"""
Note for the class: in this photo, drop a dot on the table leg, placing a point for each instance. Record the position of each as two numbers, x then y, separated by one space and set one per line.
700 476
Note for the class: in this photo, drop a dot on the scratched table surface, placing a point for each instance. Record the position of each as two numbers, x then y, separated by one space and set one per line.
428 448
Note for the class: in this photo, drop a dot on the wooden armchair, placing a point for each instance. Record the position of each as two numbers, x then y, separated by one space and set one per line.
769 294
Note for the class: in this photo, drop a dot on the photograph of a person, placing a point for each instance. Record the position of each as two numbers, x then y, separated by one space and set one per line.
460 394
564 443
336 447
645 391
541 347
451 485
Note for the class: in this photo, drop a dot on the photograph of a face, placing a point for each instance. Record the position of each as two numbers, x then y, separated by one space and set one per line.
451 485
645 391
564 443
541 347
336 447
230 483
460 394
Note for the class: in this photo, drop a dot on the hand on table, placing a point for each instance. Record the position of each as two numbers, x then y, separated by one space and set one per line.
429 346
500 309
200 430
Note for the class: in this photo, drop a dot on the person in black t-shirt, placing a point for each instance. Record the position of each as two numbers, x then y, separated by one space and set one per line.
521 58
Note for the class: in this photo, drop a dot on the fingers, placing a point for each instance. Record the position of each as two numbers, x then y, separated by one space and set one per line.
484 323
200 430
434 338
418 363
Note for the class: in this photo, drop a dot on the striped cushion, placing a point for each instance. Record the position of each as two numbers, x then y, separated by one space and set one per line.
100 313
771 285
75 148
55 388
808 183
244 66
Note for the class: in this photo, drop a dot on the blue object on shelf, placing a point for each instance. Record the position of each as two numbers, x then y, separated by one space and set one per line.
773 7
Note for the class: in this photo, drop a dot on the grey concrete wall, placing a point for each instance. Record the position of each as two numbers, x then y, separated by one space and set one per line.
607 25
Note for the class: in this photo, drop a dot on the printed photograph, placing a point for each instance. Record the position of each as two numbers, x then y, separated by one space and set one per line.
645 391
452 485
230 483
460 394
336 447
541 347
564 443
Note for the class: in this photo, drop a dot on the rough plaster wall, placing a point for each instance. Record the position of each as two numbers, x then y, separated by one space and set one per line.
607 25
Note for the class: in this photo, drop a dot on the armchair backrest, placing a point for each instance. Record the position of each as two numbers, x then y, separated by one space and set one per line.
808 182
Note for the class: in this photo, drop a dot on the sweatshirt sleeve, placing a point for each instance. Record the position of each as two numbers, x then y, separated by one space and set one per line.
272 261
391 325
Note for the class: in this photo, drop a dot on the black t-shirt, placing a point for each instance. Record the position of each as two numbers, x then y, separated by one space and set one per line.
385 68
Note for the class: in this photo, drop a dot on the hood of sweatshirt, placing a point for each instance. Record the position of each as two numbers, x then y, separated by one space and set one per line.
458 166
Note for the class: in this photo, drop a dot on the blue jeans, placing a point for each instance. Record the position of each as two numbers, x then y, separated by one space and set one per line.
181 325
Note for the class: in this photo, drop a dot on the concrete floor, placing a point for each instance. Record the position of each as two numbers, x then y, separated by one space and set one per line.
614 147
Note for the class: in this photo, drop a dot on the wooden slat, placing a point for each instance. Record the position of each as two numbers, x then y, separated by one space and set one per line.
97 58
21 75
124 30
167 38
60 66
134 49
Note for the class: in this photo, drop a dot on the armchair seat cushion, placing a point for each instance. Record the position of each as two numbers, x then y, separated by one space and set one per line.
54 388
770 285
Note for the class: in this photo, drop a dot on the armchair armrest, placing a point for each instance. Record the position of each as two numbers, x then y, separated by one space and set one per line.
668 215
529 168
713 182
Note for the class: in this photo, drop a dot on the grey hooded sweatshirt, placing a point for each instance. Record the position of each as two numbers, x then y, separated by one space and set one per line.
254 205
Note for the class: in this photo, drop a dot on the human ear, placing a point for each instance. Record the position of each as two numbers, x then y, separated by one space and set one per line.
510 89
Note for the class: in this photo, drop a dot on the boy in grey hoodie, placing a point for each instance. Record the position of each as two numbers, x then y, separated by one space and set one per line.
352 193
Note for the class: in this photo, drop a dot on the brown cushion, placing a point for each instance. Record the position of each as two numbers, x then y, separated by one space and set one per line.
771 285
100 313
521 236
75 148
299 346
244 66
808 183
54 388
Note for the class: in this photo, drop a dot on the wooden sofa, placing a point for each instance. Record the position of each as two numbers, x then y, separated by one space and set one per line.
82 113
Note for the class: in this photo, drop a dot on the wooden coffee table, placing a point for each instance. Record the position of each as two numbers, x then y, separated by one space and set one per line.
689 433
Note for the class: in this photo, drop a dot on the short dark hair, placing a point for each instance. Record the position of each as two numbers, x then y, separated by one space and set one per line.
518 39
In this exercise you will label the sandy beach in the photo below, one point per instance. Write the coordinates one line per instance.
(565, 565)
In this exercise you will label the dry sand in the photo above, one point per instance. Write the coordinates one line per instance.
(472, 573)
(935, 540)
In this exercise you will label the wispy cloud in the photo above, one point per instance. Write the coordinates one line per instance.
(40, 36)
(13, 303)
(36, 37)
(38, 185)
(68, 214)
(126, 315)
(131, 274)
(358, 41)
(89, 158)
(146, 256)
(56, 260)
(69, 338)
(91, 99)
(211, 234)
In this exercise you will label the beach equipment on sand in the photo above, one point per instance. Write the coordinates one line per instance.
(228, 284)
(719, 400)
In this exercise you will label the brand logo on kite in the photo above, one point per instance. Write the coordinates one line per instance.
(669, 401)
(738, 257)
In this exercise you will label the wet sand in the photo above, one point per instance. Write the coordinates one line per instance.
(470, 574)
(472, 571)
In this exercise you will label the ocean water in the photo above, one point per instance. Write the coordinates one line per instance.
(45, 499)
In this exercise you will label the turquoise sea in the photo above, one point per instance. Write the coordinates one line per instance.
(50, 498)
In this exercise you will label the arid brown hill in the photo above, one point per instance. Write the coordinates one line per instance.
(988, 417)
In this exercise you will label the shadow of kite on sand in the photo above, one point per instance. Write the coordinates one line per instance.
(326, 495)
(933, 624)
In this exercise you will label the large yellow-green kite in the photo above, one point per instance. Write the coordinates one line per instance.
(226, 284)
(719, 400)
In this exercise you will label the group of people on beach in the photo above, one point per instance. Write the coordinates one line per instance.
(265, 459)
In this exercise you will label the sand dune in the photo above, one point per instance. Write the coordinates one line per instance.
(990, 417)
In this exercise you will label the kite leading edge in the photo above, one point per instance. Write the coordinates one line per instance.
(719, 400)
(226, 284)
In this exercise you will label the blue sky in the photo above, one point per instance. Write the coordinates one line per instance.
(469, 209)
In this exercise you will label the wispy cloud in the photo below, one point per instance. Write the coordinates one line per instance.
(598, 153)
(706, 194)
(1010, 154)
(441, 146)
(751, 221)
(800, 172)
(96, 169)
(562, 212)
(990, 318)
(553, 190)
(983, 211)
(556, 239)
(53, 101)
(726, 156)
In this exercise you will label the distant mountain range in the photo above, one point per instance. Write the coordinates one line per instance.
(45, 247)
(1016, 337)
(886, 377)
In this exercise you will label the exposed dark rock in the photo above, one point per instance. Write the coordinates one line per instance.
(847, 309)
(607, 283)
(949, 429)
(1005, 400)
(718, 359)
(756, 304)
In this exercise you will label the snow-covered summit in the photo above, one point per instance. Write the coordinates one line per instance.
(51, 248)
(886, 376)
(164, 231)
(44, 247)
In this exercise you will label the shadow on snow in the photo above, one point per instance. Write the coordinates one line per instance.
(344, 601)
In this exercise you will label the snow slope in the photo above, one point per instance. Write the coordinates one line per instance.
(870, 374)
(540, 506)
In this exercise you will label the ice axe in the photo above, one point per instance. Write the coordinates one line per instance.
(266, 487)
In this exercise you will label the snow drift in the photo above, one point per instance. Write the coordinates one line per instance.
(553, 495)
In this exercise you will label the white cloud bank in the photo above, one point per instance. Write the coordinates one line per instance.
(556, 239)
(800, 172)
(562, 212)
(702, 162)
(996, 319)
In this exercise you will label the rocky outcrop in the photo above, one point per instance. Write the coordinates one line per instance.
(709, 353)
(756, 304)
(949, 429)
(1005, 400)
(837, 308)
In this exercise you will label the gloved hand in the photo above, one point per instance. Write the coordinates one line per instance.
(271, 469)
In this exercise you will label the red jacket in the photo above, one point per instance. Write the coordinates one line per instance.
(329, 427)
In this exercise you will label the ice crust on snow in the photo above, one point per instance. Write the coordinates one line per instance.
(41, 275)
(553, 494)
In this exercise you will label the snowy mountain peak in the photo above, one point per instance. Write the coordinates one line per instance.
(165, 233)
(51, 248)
"""
Beginning at the line where "In this exercise you will label the white" appears, extract each line through the end of the data above; keep them exact and include nothing else.

## Solution below
In this exercise you will label the white cloud bank in the photo above, one point per instance. Write the coordinates one line per instance.
(556, 239)
(800, 172)
(562, 212)
(702, 162)
(996, 319)
In this exercise you will label the rocky outcrop in the photo above, one point per instance. Write the coordinates one line per instance.
(709, 353)
(756, 304)
(949, 429)
(1005, 400)
(837, 308)
In this exercise you will label the gloved hand in the photo above, one point per instance. Write the coordinates one line per instance.
(271, 469)
In this exercise you will label the red jacket in the photo above, one point per instance. Write the coordinates one line per instance.
(329, 427)
In this exercise you will label the ice crust on snow in the photo above, one point per instance. Write the coordinates one line per instance.
(41, 275)
(553, 494)
In this exercise you will label the snowy mountain peak in the photo above, one point per instance. Write the coordinates one line per instance.
(165, 233)
(51, 248)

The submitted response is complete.